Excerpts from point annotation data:
((
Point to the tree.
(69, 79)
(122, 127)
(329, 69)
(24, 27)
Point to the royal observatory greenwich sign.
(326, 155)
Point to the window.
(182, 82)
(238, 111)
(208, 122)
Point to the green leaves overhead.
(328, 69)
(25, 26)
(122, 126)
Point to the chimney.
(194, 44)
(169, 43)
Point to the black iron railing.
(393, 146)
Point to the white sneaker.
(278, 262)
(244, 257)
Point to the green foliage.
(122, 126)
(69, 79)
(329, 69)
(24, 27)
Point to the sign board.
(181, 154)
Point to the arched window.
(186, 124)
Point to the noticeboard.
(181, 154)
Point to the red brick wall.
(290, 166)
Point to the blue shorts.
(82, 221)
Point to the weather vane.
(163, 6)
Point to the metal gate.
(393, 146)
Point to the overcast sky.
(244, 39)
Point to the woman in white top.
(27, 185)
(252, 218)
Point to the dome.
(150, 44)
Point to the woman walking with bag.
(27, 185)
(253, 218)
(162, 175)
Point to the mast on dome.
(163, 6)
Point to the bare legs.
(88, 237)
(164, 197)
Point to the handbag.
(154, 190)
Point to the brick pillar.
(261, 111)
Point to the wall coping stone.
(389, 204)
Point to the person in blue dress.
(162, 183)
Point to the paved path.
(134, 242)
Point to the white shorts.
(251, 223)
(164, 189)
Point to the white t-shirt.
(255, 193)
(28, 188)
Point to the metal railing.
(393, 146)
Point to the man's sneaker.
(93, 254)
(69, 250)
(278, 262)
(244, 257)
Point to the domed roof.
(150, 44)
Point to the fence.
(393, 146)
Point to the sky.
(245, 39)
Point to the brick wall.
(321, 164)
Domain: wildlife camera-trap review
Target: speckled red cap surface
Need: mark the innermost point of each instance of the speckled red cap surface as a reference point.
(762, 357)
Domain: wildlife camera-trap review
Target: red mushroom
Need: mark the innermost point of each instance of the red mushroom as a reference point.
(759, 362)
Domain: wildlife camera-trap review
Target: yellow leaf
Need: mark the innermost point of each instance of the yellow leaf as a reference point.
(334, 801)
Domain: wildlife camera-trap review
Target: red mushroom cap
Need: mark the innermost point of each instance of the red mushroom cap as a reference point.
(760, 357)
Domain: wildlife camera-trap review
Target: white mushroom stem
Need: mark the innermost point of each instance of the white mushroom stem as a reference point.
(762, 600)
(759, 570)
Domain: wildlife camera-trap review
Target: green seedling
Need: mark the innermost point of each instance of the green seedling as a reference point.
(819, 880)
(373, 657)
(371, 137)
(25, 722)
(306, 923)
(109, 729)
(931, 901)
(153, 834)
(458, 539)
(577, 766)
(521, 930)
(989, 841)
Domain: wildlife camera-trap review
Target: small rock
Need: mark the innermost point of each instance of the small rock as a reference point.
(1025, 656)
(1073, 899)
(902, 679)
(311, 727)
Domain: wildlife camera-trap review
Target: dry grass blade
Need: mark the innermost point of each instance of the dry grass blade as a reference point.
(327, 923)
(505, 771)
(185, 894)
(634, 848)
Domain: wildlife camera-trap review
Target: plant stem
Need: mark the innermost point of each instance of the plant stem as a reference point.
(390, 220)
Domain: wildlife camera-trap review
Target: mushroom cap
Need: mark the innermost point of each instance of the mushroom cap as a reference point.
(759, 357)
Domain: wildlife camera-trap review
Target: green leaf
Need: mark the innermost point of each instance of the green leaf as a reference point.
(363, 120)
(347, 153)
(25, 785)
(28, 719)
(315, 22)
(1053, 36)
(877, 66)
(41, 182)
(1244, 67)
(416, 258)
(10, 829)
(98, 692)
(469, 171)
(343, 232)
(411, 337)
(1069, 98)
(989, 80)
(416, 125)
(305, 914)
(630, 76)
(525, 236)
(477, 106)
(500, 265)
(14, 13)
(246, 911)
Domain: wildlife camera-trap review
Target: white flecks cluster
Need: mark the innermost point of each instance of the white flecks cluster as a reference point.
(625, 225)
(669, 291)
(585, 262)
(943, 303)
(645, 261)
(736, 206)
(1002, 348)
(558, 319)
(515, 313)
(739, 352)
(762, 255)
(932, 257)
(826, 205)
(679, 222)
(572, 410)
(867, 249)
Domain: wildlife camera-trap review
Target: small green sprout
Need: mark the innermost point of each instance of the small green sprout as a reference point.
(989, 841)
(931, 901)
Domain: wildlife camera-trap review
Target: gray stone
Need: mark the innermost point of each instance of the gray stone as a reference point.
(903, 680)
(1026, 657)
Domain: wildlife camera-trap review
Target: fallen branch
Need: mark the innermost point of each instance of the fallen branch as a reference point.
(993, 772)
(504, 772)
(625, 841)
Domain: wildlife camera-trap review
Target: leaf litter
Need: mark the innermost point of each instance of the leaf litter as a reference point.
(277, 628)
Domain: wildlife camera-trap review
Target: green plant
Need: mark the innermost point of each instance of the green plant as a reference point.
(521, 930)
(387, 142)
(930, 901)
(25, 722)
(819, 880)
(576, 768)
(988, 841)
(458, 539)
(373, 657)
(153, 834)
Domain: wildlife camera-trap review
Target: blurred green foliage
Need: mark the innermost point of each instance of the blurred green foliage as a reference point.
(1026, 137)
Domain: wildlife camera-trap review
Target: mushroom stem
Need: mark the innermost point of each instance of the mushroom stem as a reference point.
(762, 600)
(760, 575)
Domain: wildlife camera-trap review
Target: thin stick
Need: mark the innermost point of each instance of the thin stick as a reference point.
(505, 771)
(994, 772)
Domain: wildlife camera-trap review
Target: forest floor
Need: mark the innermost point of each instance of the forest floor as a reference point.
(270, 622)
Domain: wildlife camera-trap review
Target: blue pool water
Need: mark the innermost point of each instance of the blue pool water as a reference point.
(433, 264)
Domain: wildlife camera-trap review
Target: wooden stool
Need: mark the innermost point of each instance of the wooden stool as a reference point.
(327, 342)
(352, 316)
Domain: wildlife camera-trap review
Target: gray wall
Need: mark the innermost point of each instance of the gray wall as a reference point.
))
STATED PROBLEM → Each record above should be restated word for word.

OUTPUT →
Point to the tree.
(69, 79)
(122, 127)
(329, 69)
(24, 27)
Point to the royal observatory greenwich sign.
(326, 155)
Point to the window.
(182, 82)
(238, 111)
(208, 122)
Point to the green leaves overhead.
(328, 69)
(25, 26)
(122, 126)
Point to the chimney.
(194, 44)
(169, 43)
Point to the black iron railing.
(393, 146)
Point to the white sneaker.
(278, 262)
(244, 257)
Point to the green foliage.
(122, 126)
(69, 79)
(329, 69)
(24, 27)
Point to the sign board.
(181, 154)
Point to the arched window.
(186, 124)
Point to the noticeboard.
(181, 154)
Point to the red brick wall.
(290, 166)
Point to the blue shorts.
(82, 221)
Point to the weather vane.
(163, 6)
Point to the metal gate.
(393, 146)
Point to the overcast sky.
(244, 39)
Point to the woman in white top.
(27, 185)
(252, 218)
Point to the dome.
(150, 44)
Point to the woman walking with bag.
(27, 185)
(253, 218)
(162, 175)
Point to the mast on dome.
(163, 6)
Point to the bare legs.
(88, 237)
(164, 197)
Point to the handbag.
(154, 190)
Point to the brick pillar.
(261, 111)
Point to the wall coping stone.
(389, 204)
Point to the person in blue dress.
(162, 183)
Point to the paved path.
(134, 242)
Point to the white shorts.
(251, 223)
(164, 189)
Point to the white t-shirt.
(255, 193)
(28, 188)
Point to the metal railing.
(393, 146)
Point to the man's sneaker.
(93, 254)
(69, 250)
(278, 262)
(244, 257)
Point to the domed roof.
(150, 44)
Point to the fence.
(393, 146)
Point to the sky.
(245, 39)
Point to the brick wall.
(321, 164)
Domain: wildlife camera-trap review
Target: speckled red cap surface
Need: mark the innermost point of each instance of the speckled red cap surface as a reference point.
(762, 357)
Domain: wildlife camera-trap review
Target: red mushroom
Need: mark the innermost point of each instance of the red mushroom as a reference point.
(759, 362)
Domain: wildlife camera-trap review
Target: yellow leaf
Need: mark the innermost point of each instance of the yellow leaf as a reference point.
(334, 801)
Domain: wildlife camera-trap review
Target: red mushroom cap
Need: mark the innermost point of each instance of the red mushroom cap as a reference point.
(760, 357)
Domain: wildlife camera-trap review
Target: white mushroom stem
Need: mark the innermost point of each instance of the white mushroom stem as a reference point.
(762, 600)
(759, 570)
Domain: wildlife camera-trap review
Target: green seedling
Need: mark the innermost point of each instance of the green seedling as a reference point.
(819, 880)
(373, 657)
(371, 137)
(25, 722)
(306, 923)
(109, 729)
(931, 901)
(153, 834)
(458, 539)
(577, 766)
(521, 930)
(989, 841)
Domain: wildlife camera-trap review
Target: small rock
Need: mark the innermost point of each instance of the small rock as a reference point.
(1025, 656)
(1073, 899)
(902, 679)
(311, 727)
Domain: wildlife camera-trap review
Target: dry grass blade
Need: mark the innermost point of each instance of the dry grass blade as a reference point.
(327, 923)
(505, 771)
(185, 894)
(634, 848)
Domain: wildlife camera-trap review
Target: plant stem
Need: mark the innermost point of each instance of the plant stem as a reference point.
(390, 220)
Domain: wildlife camera-trap review
Target: mushroom cap
Need: mark the innermost point of each instance of the mushroom cap as a reference point.
(759, 357)
Domain: wildlife camera-trap review
Target: green leaf
Need: mark the innermost point of each instance of the green leaf as a reference point.
(363, 120)
(347, 153)
(25, 785)
(28, 719)
(315, 22)
(1053, 36)
(877, 66)
(41, 182)
(1244, 67)
(416, 258)
(10, 829)
(98, 692)
(469, 171)
(343, 232)
(411, 337)
(1069, 98)
(989, 80)
(416, 125)
(305, 914)
(630, 76)
(525, 236)
(477, 106)
(500, 265)
(14, 13)
(246, 911)
Domain: wildlife camera-trap review
Target: white flecks cluster
Need: mark the innermost point of each instance of the white flecks cluster as a reference point.
(625, 225)
(669, 291)
(585, 262)
(943, 303)
(645, 261)
(736, 206)
(1002, 348)
(558, 319)
(515, 313)
(739, 352)
(762, 255)
(932, 257)
(826, 205)
(679, 222)
(572, 410)
(867, 249)
Domain: wildlife camera-trap review
Target: small green sprout
Need: mark the innermost point of each instance of the small green sprout as a reference point.
(989, 841)
(931, 901)
Domain: wildlife camera-trap review
Target: gray stone
Need: mark the innermost point of each instance of the gray stone as a reference point.
(903, 680)
(1026, 657)
Domain: wildlife camera-trap review
Target: fallen branch
Need: mark the innermost point of each instance of the fallen branch as a reference point.
(993, 772)
(504, 772)
(625, 841)
Domain: wildlife camera-trap review
Target: leaf litter
Need: mark the innermost point of each instance of the leaf litter as a reference point.
(277, 628)
Domain: wildlife camera-trap review
Target: green plant
Need: mark the innermost point of each instance of the green plant as a reference point.
(521, 930)
(387, 142)
(930, 901)
(25, 722)
(819, 880)
(576, 768)
(988, 841)
(458, 539)
(373, 657)
(153, 834)
Domain: wildlife camera-trap review
Target: blurred green foliage
Need: mark the innermost point of each instance of the blurred green foliage as a reference point.
(1026, 137)
Domain: wildlife camera-trap review
Target: mushroom stem
Need: mark the innermost point of each instance of the mushroom stem as a reference point.
(762, 600)
(760, 575)
Domain: wildlife camera-trap review
Target: thin stick
Need: mark the innermost point of each instance of the thin stick as a reference point.
(505, 771)
(994, 772)
Domain: wildlife camera-trap review
Target: forest floor
Need: mark the innermost point of each instance of the forest floor as a reference point.
(270, 622)
Domain: wildlife camera-trap review
Target: blue pool water
Need: mark the innermost point of each instance of the blue pool water as a reference point.
(433, 264)
Domain: wildlife camera-trap review
Target: wooden stool
Need: mark the innermost point of each instance of the wooden stool as a reference point.
(327, 342)
(352, 316)
Domain: wildlife camera-trap review
Target: gray wall
Need: mark the innermost point of each instance of the gray wall as a reference point.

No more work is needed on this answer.